## Arbeitsauftrag
Schreiben Sie sämtliche folgenden Einträge Zeile für Zeile unverändert ab.

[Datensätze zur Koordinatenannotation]
•••••
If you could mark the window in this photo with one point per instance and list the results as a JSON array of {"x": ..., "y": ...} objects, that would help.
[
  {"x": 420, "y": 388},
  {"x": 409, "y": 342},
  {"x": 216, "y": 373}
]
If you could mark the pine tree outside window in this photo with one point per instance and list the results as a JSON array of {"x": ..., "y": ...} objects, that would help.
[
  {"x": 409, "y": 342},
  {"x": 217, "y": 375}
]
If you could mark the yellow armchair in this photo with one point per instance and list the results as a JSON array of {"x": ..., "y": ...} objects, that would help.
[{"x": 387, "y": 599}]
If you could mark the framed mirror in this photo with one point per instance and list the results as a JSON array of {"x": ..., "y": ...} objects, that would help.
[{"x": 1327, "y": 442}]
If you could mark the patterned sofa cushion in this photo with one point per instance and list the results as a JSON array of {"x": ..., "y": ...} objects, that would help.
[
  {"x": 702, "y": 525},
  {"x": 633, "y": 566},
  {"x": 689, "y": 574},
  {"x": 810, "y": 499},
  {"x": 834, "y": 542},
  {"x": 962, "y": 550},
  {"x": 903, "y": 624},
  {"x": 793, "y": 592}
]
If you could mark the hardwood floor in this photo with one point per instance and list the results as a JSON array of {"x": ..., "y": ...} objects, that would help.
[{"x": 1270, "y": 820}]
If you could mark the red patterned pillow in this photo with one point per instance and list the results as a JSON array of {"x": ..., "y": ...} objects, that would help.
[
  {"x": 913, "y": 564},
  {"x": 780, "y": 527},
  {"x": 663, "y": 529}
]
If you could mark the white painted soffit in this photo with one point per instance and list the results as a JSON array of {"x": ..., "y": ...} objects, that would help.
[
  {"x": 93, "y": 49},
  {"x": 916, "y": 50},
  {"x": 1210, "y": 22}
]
•••••
## Lösung
If you could mark the window in this photo with one point per instance and list the results as a JSON array of {"x": ..., "y": ...} objects, that would help.
[
  {"x": 420, "y": 388},
  {"x": 409, "y": 342},
  {"x": 216, "y": 373}
]
If you could mark the pine tree outside window in this photo with one point per instance and list the results as a JSON array of {"x": ..., "y": ...} objects, that would help.
[
  {"x": 409, "y": 342},
  {"x": 217, "y": 375}
]
If you could mark the yellow armchair in this photo with one point per instance and list the results as a JSON array of {"x": ..., "y": ...} objects, that would help.
[{"x": 387, "y": 599}]
If you could mark the framed mirror in this photo with one point per instance and list the results as a JSON array of {"x": ..., "y": ...} objects, that would help.
[{"x": 1327, "y": 442}]
If you could mark the patterned sofa cushion in this photo with one point per instance and list the results as a JSON array of {"x": ..., "y": ...} objects, that would help.
[
  {"x": 702, "y": 525},
  {"x": 633, "y": 566},
  {"x": 689, "y": 574},
  {"x": 810, "y": 499},
  {"x": 834, "y": 542},
  {"x": 962, "y": 550},
  {"x": 903, "y": 624},
  {"x": 793, "y": 592}
]
If you could mark the hardwood floor in this photo with one point per instance and list the results as a JSON array of {"x": ..., "y": ...} objects, that would help.
[{"x": 1270, "y": 820}]
If you could mark the red patterned pillow in this photo with one point per instance and list the results as a JSON array of {"x": ..., "y": ...} objects, that would help.
[
  {"x": 913, "y": 564},
  {"x": 780, "y": 527},
  {"x": 663, "y": 529}
]
If you could mark the white painted soffit in this photo with one point per instance and list the results as a JSON array of {"x": ..., "y": ...} objects, that would help.
[
  {"x": 93, "y": 49},
  {"x": 916, "y": 50},
  {"x": 1210, "y": 22}
]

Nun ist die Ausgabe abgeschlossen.